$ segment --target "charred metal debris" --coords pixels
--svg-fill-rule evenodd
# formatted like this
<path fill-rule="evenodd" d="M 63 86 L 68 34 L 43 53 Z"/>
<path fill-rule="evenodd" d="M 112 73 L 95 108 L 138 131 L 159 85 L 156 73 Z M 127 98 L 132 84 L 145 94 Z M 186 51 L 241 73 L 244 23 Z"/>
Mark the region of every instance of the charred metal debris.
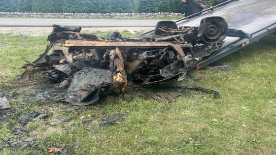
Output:
<path fill-rule="evenodd" d="M 220 17 L 204 19 L 199 27 L 178 28 L 171 22 L 159 23 L 152 34 L 124 38 L 114 32 L 106 39 L 80 33 L 81 28 L 53 25 L 50 45 L 38 59 L 24 65 L 19 79 L 29 79 L 32 70 L 45 71 L 60 82 L 57 88 L 69 85 L 61 100 L 91 104 L 100 94 L 122 93 L 128 84 L 148 85 L 185 75 L 190 67 L 219 49 L 228 32 Z"/>

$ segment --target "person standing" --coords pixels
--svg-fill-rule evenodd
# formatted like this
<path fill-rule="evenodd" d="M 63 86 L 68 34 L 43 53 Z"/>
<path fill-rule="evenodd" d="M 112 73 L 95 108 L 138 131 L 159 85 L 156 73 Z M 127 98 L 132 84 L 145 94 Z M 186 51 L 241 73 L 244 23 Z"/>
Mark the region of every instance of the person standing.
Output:
<path fill-rule="evenodd" d="M 195 0 L 195 1 L 192 1 Z M 185 17 L 187 17 L 195 13 L 199 12 L 203 9 L 203 8 L 207 8 L 207 4 L 204 1 L 201 0 L 182 0 L 182 2 L 186 3 L 188 5 L 186 12 L 185 13 Z M 189 17 L 189 18 L 195 17 L 199 15 L 198 14 L 194 16 Z"/>

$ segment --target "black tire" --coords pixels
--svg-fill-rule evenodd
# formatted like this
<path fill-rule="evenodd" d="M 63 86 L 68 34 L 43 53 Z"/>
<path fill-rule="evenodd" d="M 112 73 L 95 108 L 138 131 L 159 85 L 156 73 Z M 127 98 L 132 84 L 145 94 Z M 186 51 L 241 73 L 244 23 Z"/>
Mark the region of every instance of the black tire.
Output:
<path fill-rule="evenodd" d="M 214 44 L 223 41 L 227 36 L 228 25 L 221 17 L 203 18 L 198 32 L 198 36 L 203 43 Z"/>
<path fill-rule="evenodd" d="M 159 28 L 161 29 L 178 29 L 178 27 L 175 24 L 175 22 L 172 21 L 161 21 L 157 22 L 156 24 L 156 26 L 155 27 L 155 30 L 153 32 L 153 34 L 155 35 L 161 35 L 164 34 L 164 32 L 160 31 Z"/>

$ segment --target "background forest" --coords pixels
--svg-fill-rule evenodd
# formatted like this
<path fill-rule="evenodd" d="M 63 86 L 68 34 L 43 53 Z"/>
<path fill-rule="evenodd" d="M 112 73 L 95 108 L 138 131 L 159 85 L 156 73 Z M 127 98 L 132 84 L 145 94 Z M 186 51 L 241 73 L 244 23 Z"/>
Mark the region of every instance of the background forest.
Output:
<path fill-rule="evenodd" d="M 215 0 L 204 0 L 212 6 Z M 181 0 L 0 0 L 0 12 L 185 13 Z"/>

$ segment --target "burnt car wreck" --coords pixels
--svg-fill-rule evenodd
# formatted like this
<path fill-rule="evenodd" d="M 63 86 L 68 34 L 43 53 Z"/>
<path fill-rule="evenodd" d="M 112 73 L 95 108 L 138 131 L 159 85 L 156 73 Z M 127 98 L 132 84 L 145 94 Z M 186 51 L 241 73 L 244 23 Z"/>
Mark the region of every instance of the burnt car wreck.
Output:
<path fill-rule="evenodd" d="M 160 22 L 150 35 L 124 38 L 115 32 L 106 39 L 80 33 L 81 28 L 53 25 L 50 45 L 36 61 L 24 65 L 19 78 L 28 79 L 34 70 L 46 71 L 59 83 L 56 87 L 69 86 L 61 100 L 88 105 L 100 94 L 122 94 L 127 85 L 151 84 L 184 76 L 190 67 L 219 49 L 227 36 L 250 37 L 239 30 L 229 31 L 220 17 L 205 18 L 199 27 L 171 24 Z"/>

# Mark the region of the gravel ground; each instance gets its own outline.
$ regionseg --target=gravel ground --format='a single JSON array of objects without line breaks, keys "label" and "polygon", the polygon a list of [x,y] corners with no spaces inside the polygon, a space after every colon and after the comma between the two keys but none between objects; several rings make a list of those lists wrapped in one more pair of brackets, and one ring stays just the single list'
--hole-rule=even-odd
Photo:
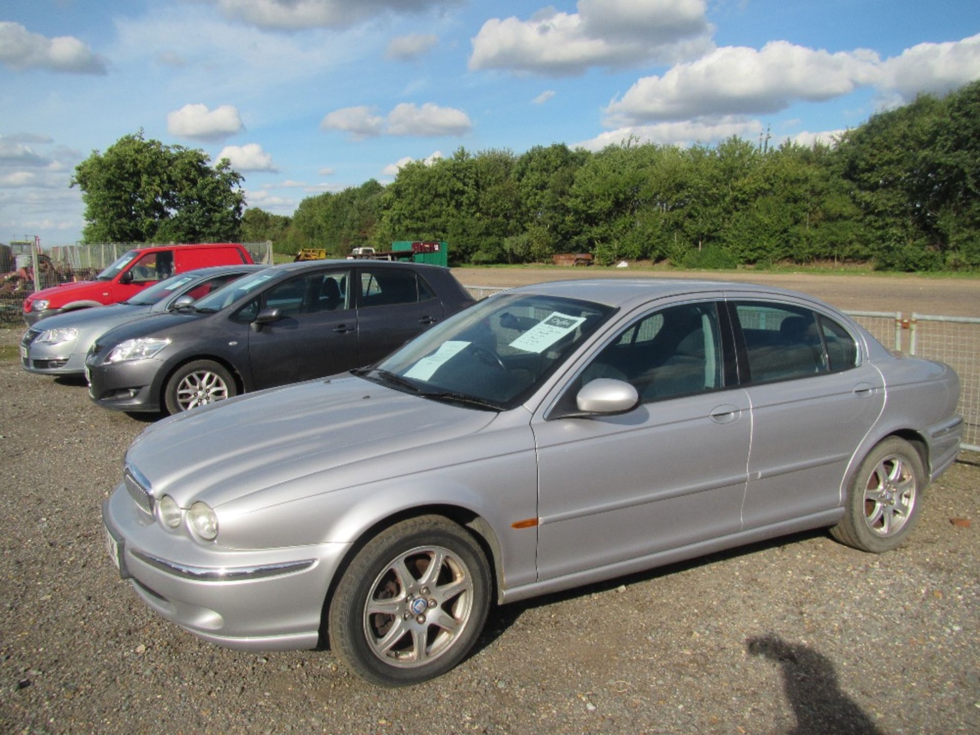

### Problem to solve
State how many lines of the material contain the string "every", taking case into account, and give only that number.

### Answer to this task
6